*Instructions for the task*: Locate every line in the entries below that contains the string "moored" and copy each one.
★ ★ ★ ★ ★ ★ ★
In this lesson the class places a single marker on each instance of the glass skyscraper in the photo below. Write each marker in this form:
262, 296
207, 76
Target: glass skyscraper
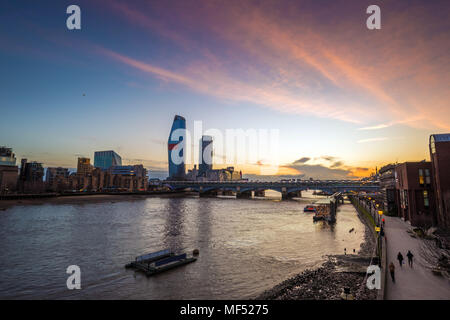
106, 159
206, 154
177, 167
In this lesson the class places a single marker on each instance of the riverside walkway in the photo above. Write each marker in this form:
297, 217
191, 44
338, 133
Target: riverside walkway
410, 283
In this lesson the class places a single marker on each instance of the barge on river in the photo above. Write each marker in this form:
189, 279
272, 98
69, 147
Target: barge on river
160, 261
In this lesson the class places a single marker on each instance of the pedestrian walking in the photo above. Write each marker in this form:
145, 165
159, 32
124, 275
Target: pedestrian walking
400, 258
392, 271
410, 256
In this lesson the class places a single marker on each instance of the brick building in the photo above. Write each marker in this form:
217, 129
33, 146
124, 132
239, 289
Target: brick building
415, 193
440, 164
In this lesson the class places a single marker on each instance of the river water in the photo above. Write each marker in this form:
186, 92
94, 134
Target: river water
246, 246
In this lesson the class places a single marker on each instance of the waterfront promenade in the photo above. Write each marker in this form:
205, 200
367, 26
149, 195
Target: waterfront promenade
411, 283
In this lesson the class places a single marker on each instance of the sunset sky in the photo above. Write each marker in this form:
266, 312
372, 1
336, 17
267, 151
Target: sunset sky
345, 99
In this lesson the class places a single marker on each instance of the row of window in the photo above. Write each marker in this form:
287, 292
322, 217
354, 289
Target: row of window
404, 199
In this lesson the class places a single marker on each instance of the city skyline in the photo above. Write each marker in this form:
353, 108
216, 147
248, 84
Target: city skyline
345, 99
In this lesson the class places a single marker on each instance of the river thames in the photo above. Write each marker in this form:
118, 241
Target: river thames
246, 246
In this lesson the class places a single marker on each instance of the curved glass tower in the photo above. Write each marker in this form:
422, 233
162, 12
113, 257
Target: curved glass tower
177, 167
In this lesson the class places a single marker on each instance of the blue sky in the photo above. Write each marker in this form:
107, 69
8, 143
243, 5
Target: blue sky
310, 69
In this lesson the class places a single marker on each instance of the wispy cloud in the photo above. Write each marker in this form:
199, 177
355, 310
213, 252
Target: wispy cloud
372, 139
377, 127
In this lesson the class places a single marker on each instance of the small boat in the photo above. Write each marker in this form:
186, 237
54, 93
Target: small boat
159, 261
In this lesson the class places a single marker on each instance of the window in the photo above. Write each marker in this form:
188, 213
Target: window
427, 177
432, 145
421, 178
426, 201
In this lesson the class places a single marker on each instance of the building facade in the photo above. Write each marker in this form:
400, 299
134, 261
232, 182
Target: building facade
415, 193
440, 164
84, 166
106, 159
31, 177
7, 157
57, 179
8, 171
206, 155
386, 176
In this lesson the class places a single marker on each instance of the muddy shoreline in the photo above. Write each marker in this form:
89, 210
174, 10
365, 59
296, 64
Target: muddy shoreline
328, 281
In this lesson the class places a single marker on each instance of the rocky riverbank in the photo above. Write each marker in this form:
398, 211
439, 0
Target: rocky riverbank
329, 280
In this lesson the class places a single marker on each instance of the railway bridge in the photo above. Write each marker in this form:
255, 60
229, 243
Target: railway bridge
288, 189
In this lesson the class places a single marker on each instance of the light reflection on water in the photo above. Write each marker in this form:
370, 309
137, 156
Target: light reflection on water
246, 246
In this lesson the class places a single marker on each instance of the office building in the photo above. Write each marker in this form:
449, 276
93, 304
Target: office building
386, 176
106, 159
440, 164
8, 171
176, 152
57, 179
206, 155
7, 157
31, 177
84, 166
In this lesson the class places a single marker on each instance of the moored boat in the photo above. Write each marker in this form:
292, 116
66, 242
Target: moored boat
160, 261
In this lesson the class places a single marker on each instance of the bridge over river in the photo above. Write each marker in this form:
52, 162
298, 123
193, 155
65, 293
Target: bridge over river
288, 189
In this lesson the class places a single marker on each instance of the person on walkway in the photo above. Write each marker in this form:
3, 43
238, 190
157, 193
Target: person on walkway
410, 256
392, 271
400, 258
★ ★ ★ ★ ★ ★ ★
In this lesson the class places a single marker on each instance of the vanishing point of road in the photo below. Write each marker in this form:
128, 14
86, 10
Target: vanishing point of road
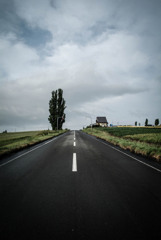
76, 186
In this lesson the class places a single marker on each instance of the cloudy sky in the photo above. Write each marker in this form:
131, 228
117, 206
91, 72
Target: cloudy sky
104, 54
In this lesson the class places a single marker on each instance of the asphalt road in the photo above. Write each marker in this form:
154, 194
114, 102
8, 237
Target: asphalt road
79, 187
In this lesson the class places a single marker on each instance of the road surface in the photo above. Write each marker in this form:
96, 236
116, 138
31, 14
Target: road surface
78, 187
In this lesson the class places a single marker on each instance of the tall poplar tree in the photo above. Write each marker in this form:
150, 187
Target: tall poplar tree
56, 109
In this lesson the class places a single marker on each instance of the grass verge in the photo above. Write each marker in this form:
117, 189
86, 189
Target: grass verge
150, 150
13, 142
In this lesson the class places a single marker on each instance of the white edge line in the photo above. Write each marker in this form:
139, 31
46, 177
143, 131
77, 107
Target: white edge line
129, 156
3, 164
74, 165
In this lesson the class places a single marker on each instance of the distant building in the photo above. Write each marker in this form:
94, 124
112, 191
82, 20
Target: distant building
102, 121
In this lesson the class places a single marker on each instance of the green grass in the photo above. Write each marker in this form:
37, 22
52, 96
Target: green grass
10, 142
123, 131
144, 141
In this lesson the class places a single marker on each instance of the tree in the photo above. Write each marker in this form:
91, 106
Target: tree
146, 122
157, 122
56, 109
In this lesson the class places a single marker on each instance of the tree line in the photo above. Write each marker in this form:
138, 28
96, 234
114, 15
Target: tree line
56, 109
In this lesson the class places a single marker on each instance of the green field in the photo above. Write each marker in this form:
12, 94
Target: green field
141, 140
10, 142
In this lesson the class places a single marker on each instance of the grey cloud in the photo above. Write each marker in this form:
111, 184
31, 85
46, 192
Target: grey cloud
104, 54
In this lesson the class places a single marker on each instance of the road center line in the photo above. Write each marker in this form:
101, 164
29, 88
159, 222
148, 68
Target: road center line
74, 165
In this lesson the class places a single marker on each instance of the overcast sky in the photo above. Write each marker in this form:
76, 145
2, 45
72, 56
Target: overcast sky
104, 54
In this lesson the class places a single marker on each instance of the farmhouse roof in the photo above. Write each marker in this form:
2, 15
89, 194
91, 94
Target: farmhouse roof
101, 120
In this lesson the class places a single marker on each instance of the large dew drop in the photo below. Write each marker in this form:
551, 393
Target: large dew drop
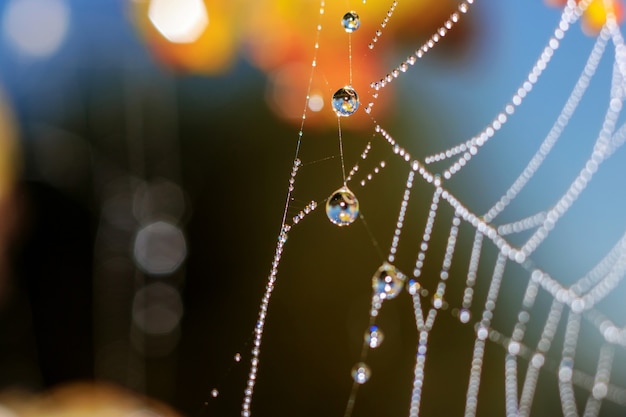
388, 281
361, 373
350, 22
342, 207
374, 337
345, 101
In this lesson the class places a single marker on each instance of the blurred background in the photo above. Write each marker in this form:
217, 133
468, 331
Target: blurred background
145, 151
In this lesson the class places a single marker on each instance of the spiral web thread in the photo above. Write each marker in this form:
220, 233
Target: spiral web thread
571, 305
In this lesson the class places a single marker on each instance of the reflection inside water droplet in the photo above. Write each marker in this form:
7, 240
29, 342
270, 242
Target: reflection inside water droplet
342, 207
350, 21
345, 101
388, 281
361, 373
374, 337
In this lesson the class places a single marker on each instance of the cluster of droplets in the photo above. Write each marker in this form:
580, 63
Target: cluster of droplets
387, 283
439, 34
★ ★ ★ ★ ★ ★ ★
*Result of the exercise*:
In this lesson the class places a single marker on each instance of the moored boat in the photo above. Write each marker in this form:
Target: moored boat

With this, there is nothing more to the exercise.